◆ Problem to solve
For each line below that holds the word "output", make a copy.
─── Records provided ───
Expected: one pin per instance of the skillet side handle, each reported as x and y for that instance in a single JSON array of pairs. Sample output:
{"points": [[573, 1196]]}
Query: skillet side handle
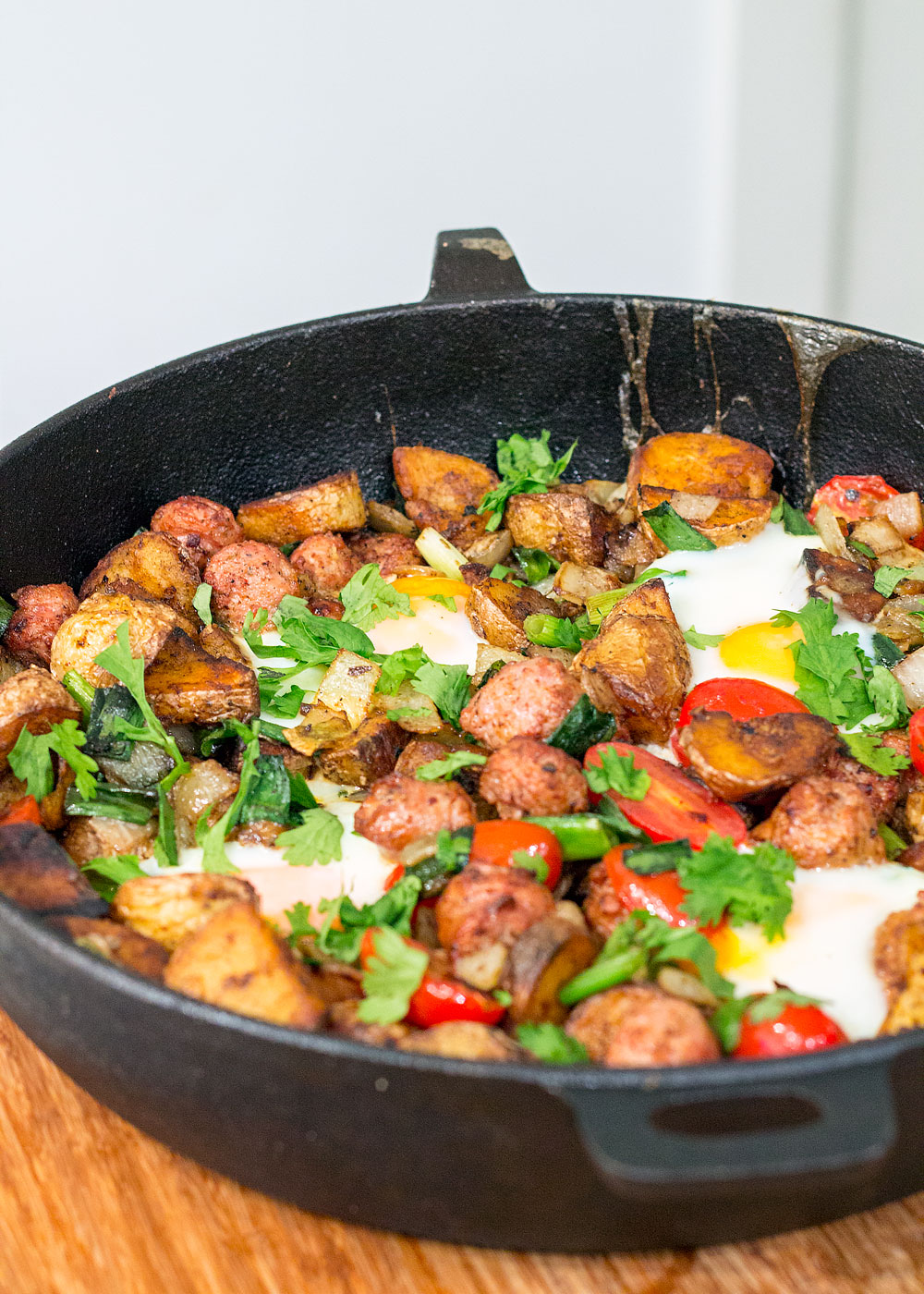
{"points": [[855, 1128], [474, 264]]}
───
─── Records provided ───
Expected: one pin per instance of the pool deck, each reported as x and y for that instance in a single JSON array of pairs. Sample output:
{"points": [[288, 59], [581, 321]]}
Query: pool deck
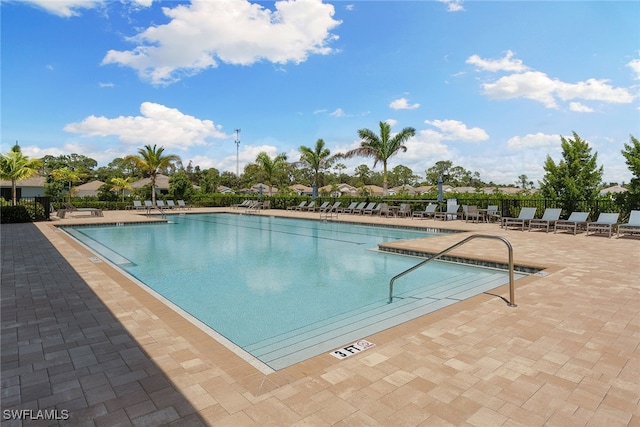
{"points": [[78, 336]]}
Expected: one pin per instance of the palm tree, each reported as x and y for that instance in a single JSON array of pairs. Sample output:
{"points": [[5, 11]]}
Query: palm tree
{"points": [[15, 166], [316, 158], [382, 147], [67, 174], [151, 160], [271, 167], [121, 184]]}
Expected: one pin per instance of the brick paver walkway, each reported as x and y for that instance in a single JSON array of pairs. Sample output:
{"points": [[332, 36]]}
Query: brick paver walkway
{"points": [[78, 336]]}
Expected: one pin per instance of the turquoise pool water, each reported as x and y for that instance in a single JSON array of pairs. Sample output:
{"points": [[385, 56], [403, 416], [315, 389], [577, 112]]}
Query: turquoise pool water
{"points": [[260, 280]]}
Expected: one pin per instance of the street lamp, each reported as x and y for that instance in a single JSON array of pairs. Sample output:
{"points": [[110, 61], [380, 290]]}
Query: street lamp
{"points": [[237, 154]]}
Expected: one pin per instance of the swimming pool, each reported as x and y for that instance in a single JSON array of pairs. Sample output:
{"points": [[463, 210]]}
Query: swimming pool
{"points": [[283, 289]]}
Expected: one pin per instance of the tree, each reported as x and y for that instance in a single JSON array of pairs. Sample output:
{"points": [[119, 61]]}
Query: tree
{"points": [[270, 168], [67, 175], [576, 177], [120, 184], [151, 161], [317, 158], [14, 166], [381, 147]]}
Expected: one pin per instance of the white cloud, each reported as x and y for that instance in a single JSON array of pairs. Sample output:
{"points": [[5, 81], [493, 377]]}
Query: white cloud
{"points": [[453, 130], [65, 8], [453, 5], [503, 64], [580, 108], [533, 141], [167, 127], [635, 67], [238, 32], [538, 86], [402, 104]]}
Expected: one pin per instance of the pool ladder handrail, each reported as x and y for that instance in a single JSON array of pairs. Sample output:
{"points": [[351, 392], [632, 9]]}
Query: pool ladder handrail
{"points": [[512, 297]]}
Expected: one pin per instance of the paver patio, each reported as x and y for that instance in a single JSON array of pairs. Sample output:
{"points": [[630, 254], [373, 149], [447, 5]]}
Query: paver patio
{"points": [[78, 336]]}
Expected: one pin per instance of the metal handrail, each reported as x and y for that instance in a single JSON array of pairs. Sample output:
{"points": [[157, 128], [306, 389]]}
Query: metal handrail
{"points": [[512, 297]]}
───
◆ Solved problem
Expected: one pin per instance of the skillet side handle, each reported as x and y for that instance in a single JSON array of pairs. Sample output:
Expected: one pin per instance of the pool deck, each reported as x and y for that instance in a single JSON array of pairs. Sample output:
Expected: one pin per instance of the palm tree, each reported as x and y for that instance in a single JSON array of pairs. Sample output:
Expected: one pin per instance of the brick paver walkway, each reported as x and y for that instance in a single JSON array of pairs. Sample output:
Expected: one pin per instance of the turquoise pool water, each reported as x and y for that instance in a single JSON array of pairs. Sample output:
Expected: one pin per instance of the street lamp, each reported as x and y for that instance in a single JSON array of pairs. Sample output:
Expected: one pin per instance of the swimming pool, each reported as x and y for that instance in a single JSON array of pairs. Sample output:
Expected: one pin per instance of the tree, each reported as x and y for that instance in a single JSON array of pairs. Sample output:
Expected: one pin per instance of the white cloud, each reported as x and y for that instance in a single JSON array of pairs. Sample output:
Expected: one pin per instance of the pool ladder handrail, each reported as x and y for that instance in a single JSON array of pairs. Sample output:
Expected: one pin per instance of the paver patio, each reported as x and y for that instance in a single JSON array of pairs. Sample output:
Expected: one pin per instance of the metal handrail, each reported as x and y for that instance in a single JSON array of pairs. Sample output:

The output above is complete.